Repeat exactly, and only, the lines from the one holding "the red stripe" through the last line of the records below.

[BEGIN MATERIAL FOR THIS TASK]

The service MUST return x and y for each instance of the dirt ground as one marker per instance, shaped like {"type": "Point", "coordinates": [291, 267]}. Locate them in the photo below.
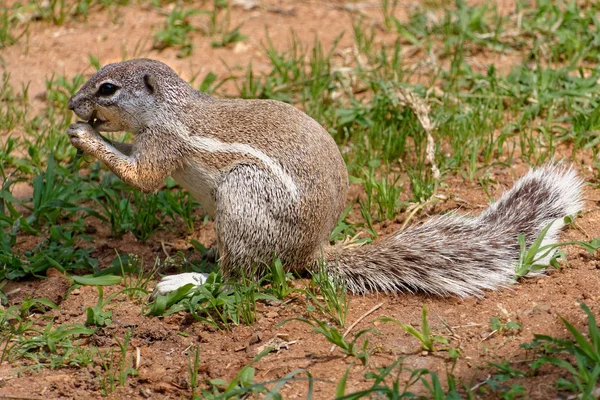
{"type": "Point", "coordinates": [535, 304]}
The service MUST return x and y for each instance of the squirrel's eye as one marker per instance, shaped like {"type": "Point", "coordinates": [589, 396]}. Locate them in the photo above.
{"type": "Point", "coordinates": [107, 89]}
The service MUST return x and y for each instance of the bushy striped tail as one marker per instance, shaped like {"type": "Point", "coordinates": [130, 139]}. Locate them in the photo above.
{"type": "Point", "coordinates": [460, 255]}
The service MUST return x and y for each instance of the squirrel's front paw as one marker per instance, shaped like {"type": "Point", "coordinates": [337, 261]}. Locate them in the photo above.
{"type": "Point", "coordinates": [83, 136]}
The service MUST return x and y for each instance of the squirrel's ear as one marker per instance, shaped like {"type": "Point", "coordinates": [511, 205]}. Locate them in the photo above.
{"type": "Point", "coordinates": [149, 82]}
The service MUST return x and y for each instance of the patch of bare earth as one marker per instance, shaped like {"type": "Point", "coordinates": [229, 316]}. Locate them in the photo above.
{"type": "Point", "coordinates": [535, 304]}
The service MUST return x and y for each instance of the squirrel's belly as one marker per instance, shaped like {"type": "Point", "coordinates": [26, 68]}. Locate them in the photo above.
{"type": "Point", "coordinates": [201, 182]}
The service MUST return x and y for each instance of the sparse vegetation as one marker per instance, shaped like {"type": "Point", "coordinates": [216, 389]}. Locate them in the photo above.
{"type": "Point", "coordinates": [499, 88]}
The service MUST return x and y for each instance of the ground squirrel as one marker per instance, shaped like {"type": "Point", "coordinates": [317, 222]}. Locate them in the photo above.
{"type": "Point", "coordinates": [275, 183]}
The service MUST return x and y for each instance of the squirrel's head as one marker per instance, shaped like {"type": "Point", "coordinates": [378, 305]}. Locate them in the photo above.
{"type": "Point", "coordinates": [130, 95]}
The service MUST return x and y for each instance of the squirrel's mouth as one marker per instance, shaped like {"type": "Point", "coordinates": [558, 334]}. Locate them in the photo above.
{"type": "Point", "coordinates": [94, 121]}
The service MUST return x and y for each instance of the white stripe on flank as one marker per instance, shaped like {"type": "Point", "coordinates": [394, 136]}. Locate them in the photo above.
{"type": "Point", "coordinates": [216, 146]}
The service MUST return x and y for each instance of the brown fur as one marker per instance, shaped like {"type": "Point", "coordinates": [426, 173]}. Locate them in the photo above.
{"type": "Point", "coordinates": [275, 182]}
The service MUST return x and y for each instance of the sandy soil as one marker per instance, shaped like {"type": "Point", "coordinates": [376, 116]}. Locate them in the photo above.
{"type": "Point", "coordinates": [535, 303]}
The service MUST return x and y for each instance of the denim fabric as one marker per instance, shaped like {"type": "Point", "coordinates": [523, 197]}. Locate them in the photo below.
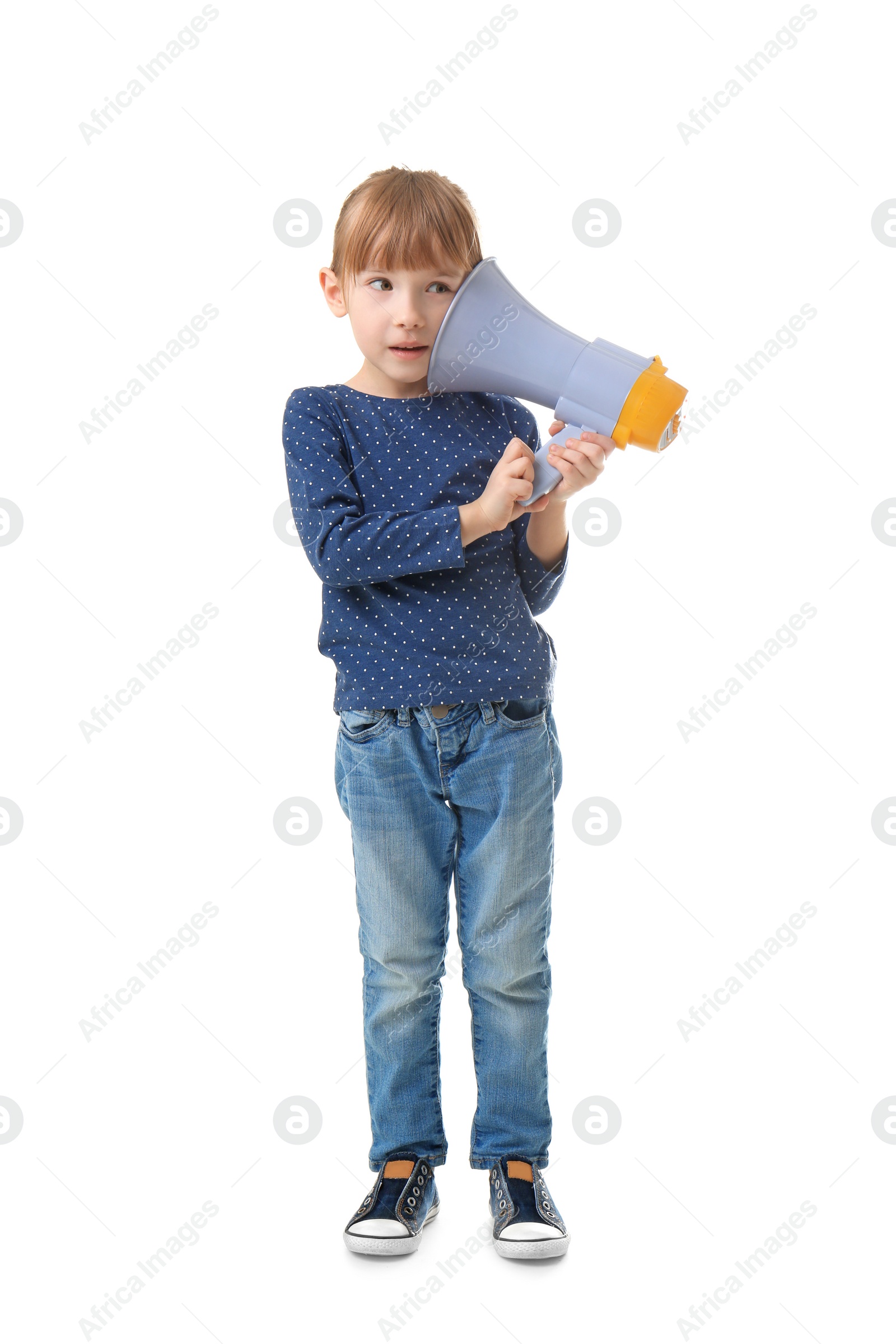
{"type": "Point", "coordinates": [469, 796]}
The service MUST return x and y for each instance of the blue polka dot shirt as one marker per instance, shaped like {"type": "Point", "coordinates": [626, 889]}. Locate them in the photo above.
{"type": "Point", "coordinates": [410, 616]}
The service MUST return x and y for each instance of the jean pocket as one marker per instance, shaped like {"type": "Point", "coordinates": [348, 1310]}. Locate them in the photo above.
{"type": "Point", "coordinates": [362, 725]}
{"type": "Point", "coordinates": [521, 714]}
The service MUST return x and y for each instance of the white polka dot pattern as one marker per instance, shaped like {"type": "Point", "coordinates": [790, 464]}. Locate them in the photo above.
{"type": "Point", "coordinates": [409, 615]}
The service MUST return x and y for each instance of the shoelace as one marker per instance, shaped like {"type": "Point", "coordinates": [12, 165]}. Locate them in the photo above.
{"type": "Point", "coordinates": [523, 1195]}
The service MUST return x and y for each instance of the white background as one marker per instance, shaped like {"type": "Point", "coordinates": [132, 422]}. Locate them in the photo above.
{"type": "Point", "coordinates": [723, 239]}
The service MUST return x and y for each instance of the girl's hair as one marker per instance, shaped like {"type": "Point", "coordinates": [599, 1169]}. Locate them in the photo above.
{"type": "Point", "coordinates": [402, 220]}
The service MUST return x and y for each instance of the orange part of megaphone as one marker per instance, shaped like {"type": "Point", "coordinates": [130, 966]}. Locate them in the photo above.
{"type": "Point", "coordinates": [651, 413]}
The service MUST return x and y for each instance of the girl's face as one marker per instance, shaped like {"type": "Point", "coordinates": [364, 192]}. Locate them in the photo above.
{"type": "Point", "coordinates": [395, 316]}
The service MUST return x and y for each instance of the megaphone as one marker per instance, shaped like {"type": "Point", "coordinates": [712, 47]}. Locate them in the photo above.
{"type": "Point", "coordinates": [493, 340]}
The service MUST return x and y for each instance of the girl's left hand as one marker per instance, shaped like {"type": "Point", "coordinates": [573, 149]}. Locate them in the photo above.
{"type": "Point", "coordinates": [580, 461]}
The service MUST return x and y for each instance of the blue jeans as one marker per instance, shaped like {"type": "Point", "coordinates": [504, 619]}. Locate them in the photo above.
{"type": "Point", "coordinates": [468, 796]}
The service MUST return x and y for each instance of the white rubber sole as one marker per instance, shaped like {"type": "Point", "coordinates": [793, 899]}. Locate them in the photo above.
{"type": "Point", "coordinates": [542, 1248]}
{"type": "Point", "coordinates": [389, 1245]}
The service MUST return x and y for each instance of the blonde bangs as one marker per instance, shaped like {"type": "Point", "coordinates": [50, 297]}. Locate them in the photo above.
{"type": "Point", "coordinates": [401, 220]}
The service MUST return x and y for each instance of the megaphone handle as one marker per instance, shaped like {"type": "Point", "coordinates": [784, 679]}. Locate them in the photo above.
{"type": "Point", "coordinates": [547, 476]}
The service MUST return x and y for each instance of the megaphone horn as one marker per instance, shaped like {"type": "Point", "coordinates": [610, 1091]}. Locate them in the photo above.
{"type": "Point", "coordinates": [493, 340]}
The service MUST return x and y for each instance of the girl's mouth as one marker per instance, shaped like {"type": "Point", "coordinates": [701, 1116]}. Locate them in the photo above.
{"type": "Point", "coordinates": [409, 353]}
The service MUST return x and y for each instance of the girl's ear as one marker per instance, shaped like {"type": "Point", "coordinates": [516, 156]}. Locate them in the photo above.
{"type": "Point", "coordinates": [332, 292]}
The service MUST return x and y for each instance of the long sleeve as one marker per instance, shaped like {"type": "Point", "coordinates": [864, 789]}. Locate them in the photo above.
{"type": "Point", "coordinates": [346, 543]}
{"type": "Point", "coordinates": [539, 584]}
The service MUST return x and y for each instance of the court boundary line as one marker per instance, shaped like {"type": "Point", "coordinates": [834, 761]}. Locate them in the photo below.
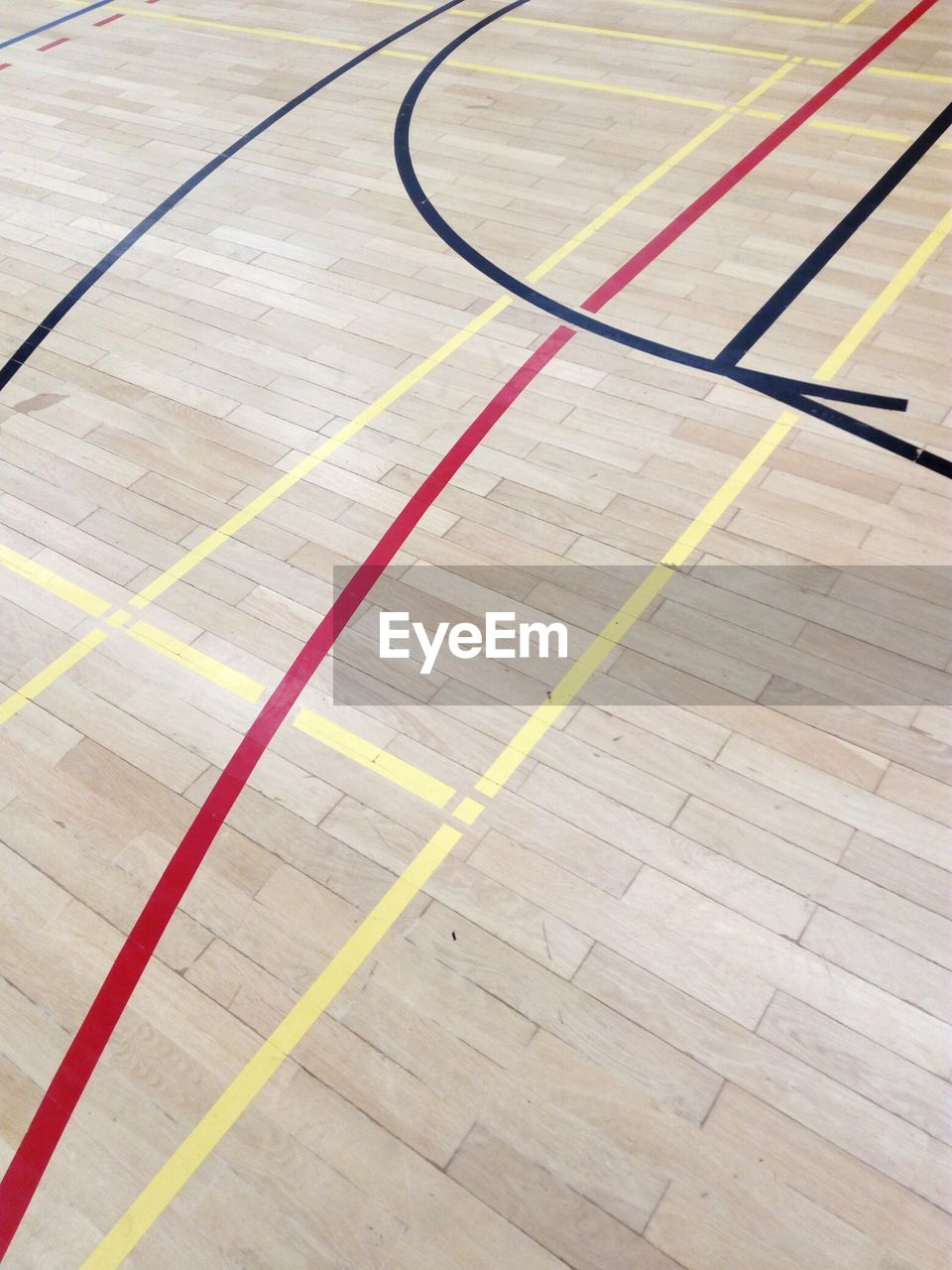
{"type": "Point", "coordinates": [284, 1039]}
{"type": "Point", "coordinates": [607, 32]}
{"type": "Point", "coordinates": [62, 1095]}
{"type": "Point", "coordinates": [802, 395]}
{"type": "Point", "coordinates": [217, 538]}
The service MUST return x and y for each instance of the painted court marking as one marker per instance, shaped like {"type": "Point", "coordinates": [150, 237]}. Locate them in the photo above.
{"type": "Point", "coordinates": [67, 1084]}
{"type": "Point", "coordinates": [278, 488]}
{"type": "Point", "coordinates": [333, 735]}
{"type": "Point", "coordinates": [245, 1087]}
{"type": "Point", "coordinates": [604, 32]}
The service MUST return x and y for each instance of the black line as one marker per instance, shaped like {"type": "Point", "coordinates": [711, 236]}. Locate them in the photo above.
{"type": "Point", "coordinates": [821, 255]}
{"type": "Point", "coordinates": [797, 394]}
{"type": "Point", "coordinates": [60, 310]}
{"type": "Point", "coordinates": [56, 22]}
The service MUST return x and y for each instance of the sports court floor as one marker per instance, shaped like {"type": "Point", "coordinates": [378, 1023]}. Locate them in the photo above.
{"type": "Point", "coordinates": [630, 310]}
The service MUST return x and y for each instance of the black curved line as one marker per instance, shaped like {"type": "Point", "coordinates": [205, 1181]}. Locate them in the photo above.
{"type": "Point", "coordinates": [60, 310]}
{"type": "Point", "coordinates": [796, 394]}
{"type": "Point", "coordinates": [56, 22]}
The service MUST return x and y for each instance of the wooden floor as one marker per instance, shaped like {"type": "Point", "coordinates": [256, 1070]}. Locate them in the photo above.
{"type": "Point", "coordinates": [535, 982]}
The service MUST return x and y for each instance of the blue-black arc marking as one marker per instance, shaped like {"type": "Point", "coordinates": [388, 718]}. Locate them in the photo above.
{"type": "Point", "coordinates": [838, 236]}
{"type": "Point", "coordinates": [56, 22]}
{"type": "Point", "coordinates": [71, 299]}
{"type": "Point", "coordinates": [796, 394]}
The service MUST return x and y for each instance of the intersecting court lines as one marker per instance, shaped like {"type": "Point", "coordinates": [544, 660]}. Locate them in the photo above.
{"type": "Point", "coordinates": [527, 444]}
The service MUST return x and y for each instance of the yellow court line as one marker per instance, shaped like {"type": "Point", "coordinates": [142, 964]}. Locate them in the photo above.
{"type": "Point", "coordinates": [376, 758]}
{"type": "Point", "coordinates": [395, 770]}
{"type": "Point", "coordinates": [199, 663]}
{"type": "Point", "coordinates": [856, 13]}
{"type": "Point", "coordinates": [272, 1053]}
{"type": "Point", "coordinates": [245, 1087]}
{"type": "Point", "coordinates": [77, 595]}
{"type": "Point", "coordinates": [49, 675]}
{"type": "Point", "coordinates": [606, 32]}
{"type": "Point", "coordinates": [721, 12]}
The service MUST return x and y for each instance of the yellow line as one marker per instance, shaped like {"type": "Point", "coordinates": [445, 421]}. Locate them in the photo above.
{"type": "Point", "coordinates": [159, 1193]}
{"type": "Point", "coordinates": [36, 572]}
{"type": "Point", "coordinates": [363, 752]}
{"type": "Point", "coordinates": [593, 85]}
{"type": "Point", "coordinates": [753, 14]}
{"type": "Point", "coordinates": [208, 667]}
{"type": "Point", "coordinates": [272, 1053]}
{"type": "Point", "coordinates": [350, 430]}
{"type": "Point", "coordinates": [367, 754]}
{"type": "Point", "coordinates": [606, 32]}
{"type": "Point", "coordinates": [855, 13]}
{"type": "Point", "coordinates": [49, 675]}
{"type": "Point", "coordinates": [538, 724]}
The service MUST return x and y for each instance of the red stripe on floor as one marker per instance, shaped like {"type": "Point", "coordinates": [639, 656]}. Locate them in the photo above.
{"type": "Point", "coordinates": [36, 1150]}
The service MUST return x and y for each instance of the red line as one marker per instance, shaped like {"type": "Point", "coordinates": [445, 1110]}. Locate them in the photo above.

[END MATERIAL FOR THIS TASK]

=== WRITTEN SOLUTION ===
The service MUST return x and y for each instance of the red stripe on floor as one marker per instance, shaped like {"type": "Point", "coordinates": [639, 656]}. Locate them in the photo above.
{"type": "Point", "coordinates": [36, 1150]}
The service MUST return x and y for each instance of the red line as one marker per instance, shaped like {"type": "Point", "coordinates": [445, 1110]}. Locate them in the photo above.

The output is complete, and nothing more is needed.